How to reduce your child's risk

Discourage mosquitoes from biting:

  • Use mosquito repellent safely. Apply it to younger children, and teach older children how to safely use mosquito repellent.
  • Teach children to wear protective clothing when possible: light-colored clothing with long sleeves.
  • Be aware when mosquitoes are biting, which is often at dawn and dusk.
  • Be sure mosquito repellent is available to children while at summer camp.

Reduce mosquito populations around the home by eliminating standing water:

  • Regularly drain or tip out standing water from containers like toys, flower pots, cans, buckets, barrels and pool covers.
    • Don’t forget to check outdoor play sets and toys for water accumulation.
    • Empty and refill wading pools at least once each week
  • Remove anything where water can collect, like old tires, and bottles and cans for recycling.

▸ **Task set**:
A - Output the passage of the mosquito-risk guidance from "How to reduce" up to and including "use mosquito repellent.", copied word for word.
B - Pick up the guidance on reducing a child's mosquito risk after its final sentence and continue it.

Stored data entries
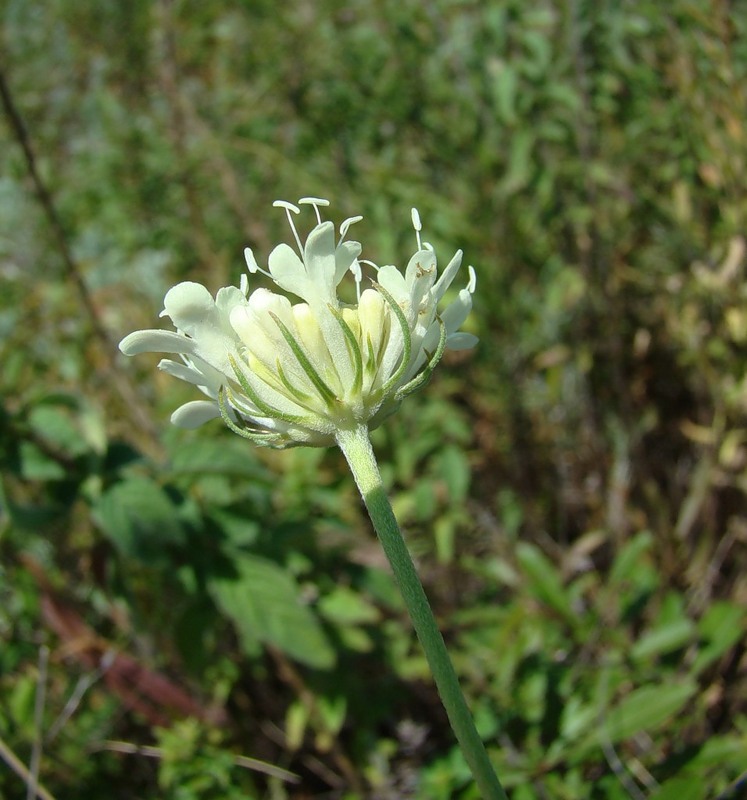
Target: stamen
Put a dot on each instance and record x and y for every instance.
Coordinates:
(369, 263)
(252, 265)
(417, 225)
(296, 210)
(346, 224)
(316, 202)
(355, 268)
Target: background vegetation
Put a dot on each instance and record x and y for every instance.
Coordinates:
(209, 620)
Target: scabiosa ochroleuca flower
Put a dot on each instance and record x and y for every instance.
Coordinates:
(282, 373)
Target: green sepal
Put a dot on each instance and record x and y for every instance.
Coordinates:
(422, 377)
(264, 439)
(407, 339)
(265, 408)
(354, 348)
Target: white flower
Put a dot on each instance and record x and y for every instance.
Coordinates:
(283, 373)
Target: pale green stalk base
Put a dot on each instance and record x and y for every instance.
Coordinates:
(356, 446)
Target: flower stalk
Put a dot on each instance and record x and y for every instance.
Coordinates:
(356, 446)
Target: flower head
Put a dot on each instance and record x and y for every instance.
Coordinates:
(281, 372)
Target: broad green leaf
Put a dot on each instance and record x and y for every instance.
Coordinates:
(644, 709)
(345, 606)
(543, 578)
(140, 519)
(454, 467)
(664, 639)
(722, 626)
(681, 787)
(262, 601)
(216, 456)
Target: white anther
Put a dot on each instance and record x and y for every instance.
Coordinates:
(316, 202)
(472, 285)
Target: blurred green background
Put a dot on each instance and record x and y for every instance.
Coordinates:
(573, 490)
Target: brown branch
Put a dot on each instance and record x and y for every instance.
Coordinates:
(72, 270)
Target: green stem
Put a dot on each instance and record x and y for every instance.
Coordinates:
(356, 446)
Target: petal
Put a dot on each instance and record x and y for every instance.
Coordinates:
(153, 341)
(345, 255)
(447, 276)
(227, 299)
(184, 372)
(194, 414)
(191, 308)
(288, 271)
(320, 258)
(455, 313)
(420, 275)
(394, 282)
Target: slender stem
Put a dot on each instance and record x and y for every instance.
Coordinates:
(356, 446)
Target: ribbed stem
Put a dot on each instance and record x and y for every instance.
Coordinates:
(356, 446)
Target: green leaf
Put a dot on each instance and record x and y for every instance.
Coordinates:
(663, 639)
(217, 457)
(722, 626)
(628, 559)
(681, 787)
(140, 518)
(544, 581)
(644, 709)
(346, 607)
(261, 599)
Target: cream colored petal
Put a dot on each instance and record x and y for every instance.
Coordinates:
(155, 341)
(194, 414)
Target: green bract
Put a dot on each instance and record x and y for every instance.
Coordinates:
(282, 373)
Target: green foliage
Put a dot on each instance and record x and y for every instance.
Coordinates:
(573, 490)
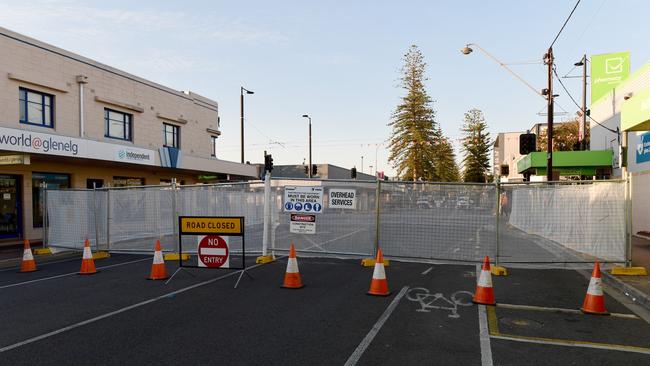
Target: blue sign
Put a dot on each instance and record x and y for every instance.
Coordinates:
(643, 148)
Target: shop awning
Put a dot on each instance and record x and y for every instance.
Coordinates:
(567, 162)
(635, 112)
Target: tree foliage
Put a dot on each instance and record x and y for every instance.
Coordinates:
(476, 147)
(565, 137)
(416, 140)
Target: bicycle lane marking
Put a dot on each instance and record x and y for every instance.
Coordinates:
(361, 348)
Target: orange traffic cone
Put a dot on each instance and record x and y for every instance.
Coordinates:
(292, 275)
(484, 291)
(87, 262)
(595, 300)
(379, 284)
(158, 269)
(28, 264)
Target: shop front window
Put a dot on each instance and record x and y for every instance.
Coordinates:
(49, 181)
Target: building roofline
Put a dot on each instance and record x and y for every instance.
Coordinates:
(98, 65)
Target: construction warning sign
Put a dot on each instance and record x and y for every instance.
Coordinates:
(213, 251)
(210, 225)
(307, 199)
(302, 224)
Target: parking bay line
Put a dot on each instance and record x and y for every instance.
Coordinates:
(70, 274)
(493, 324)
(361, 348)
(122, 310)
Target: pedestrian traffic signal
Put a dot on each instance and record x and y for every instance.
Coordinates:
(527, 143)
(268, 162)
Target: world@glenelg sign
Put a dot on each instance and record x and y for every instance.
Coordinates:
(213, 245)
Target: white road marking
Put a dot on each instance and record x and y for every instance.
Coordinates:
(69, 274)
(568, 343)
(119, 311)
(484, 332)
(356, 355)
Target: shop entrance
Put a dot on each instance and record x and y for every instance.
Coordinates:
(10, 207)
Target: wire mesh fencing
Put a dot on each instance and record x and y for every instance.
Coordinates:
(535, 223)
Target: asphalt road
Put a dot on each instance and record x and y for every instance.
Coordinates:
(117, 317)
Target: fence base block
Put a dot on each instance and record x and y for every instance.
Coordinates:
(498, 271)
(370, 262)
(629, 271)
(101, 255)
(176, 256)
(264, 259)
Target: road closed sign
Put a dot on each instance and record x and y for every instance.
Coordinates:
(213, 251)
(303, 199)
(343, 198)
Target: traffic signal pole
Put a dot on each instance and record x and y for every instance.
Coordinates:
(549, 127)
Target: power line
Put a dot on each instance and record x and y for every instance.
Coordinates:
(565, 23)
(577, 105)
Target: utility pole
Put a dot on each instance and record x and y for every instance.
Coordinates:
(548, 59)
(583, 142)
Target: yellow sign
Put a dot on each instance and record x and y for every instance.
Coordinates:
(211, 225)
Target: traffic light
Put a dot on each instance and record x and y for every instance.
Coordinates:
(268, 162)
(527, 143)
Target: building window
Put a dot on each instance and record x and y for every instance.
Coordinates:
(213, 150)
(36, 108)
(127, 182)
(118, 124)
(171, 135)
(49, 181)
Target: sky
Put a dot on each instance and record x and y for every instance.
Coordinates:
(339, 61)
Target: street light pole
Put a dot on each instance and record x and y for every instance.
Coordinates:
(241, 113)
(310, 167)
(548, 59)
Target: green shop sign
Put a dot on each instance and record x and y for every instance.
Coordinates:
(607, 72)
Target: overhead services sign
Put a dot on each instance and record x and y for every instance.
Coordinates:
(302, 224)
(343, 198)
(643, 148)
(607, 72)
(43, 143)
(307, 199)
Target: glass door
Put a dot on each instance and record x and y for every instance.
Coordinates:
(10, 209)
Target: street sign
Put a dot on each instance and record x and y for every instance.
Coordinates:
(342, 198)
(302, 224)
(213, 252)
(210, 225)
(300, 199)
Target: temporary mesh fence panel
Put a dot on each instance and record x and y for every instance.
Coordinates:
(241, 199)
(140, 216)
(74, 216)
(437, 221)
(563, 222)
(514, 223)
(338, 231)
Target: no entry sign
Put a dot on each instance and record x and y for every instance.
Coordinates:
(213, 252)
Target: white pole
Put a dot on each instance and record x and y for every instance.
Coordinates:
(267, 213)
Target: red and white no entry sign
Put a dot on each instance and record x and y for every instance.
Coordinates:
(213, 252)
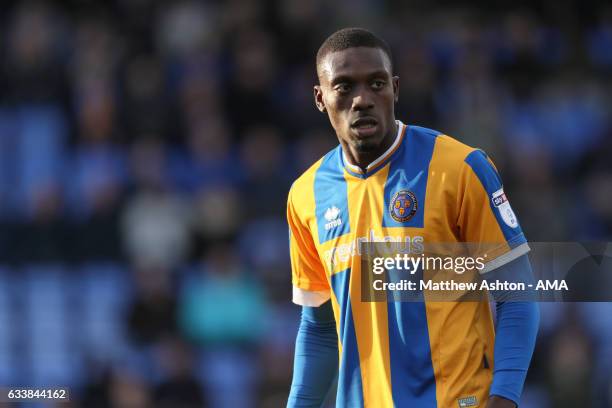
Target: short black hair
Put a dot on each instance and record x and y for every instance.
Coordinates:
(352, 37)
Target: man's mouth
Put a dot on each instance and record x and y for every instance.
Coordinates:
(365, 126)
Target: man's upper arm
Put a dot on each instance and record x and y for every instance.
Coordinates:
(485, 216)
(310, 285)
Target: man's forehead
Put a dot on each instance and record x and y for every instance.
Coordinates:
(354, 61)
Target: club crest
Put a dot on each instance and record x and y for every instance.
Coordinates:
(403, 206)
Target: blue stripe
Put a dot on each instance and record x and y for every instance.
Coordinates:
(409, 171)
(412, 376)
(350, 387)
(491, 181)
(331, 192)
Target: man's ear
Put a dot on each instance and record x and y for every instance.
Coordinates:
(318, 95)
(395, 81)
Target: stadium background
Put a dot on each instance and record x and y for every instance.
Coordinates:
(146, 149)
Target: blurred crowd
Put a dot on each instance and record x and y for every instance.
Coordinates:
(147, 148)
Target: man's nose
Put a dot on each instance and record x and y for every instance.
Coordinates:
(363, 100)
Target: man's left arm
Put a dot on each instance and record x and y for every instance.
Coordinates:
(516, 331)
(486, 218)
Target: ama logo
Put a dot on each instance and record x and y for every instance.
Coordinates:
(332, 216)
(500, 201)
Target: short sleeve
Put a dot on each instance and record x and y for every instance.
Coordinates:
(485, 215)
(310, 285)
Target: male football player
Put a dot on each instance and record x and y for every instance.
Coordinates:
(390, 179)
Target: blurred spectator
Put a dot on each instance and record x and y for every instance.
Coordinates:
(152, 316)
(165, 135)
(179, 388)
(225, 311)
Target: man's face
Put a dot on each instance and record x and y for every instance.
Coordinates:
(358, 92)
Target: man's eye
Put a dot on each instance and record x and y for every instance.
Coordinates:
(343, 88)
(378, 84)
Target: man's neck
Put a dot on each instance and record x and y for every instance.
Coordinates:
(364, 159)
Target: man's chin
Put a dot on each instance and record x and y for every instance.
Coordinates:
(369, 145)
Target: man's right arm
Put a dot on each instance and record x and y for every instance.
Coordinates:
(316, 357)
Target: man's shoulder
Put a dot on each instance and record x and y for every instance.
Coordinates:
(448, 150)
(304, 183)
(306, 179)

▸ **Your responses**:
A -
How to reduce your child's risk

Discourage mosquitoes from biting:

  • Use mosquito repellent safely. Apply it to younger children, and teach older children how to safely use mosquito repellent.

B -
  • Keep the water clean in bird baths, ornamental water fountains and ponds. Change the water at least once a week or keep the water circulated and aerated.
  • Clean out clogged gutters and drain water on flat roofs.
  • Clean and chlorinate swimming pools even if not being used.

Prevent exposure to mosquitoes:

  • Be sure your windows and doors are properly screened; repair ripped screens and consider adding a screen door to doors that are often left open.
  • Repair leaky outdoor faucets.

Recommendations about safe use of mosquito repellent for children

our active ingredients have been registered by the Environmental Protection Agency for use in mosquito repellents applied to the skin. These are:

  • DEET (Chemical Name: N,N-diethyl-meta-toluamide or N,N-diethyl-3-methyl-benzamide)
  • Picaridin or KBR 3023 (Chemical Name: 2-(2-hydroxyethyl)-1-piperidinecarboxylic acid 1-methylpropyl ester)
  • Oil of Lemon Eucalyptus or PMD, the synthesized version of lemon eucalyptus (Chemical Name: para-Menthane-3,8-dial)
  • IR3535 (Chemical Name: 3-[N-Butyl-N-acetyl}-aminopropionic acid, ethyl ester)

The active ingredient and its concentration determines the amount of time that a repellent will be effective. Select repellents based on how long you plan to be outside.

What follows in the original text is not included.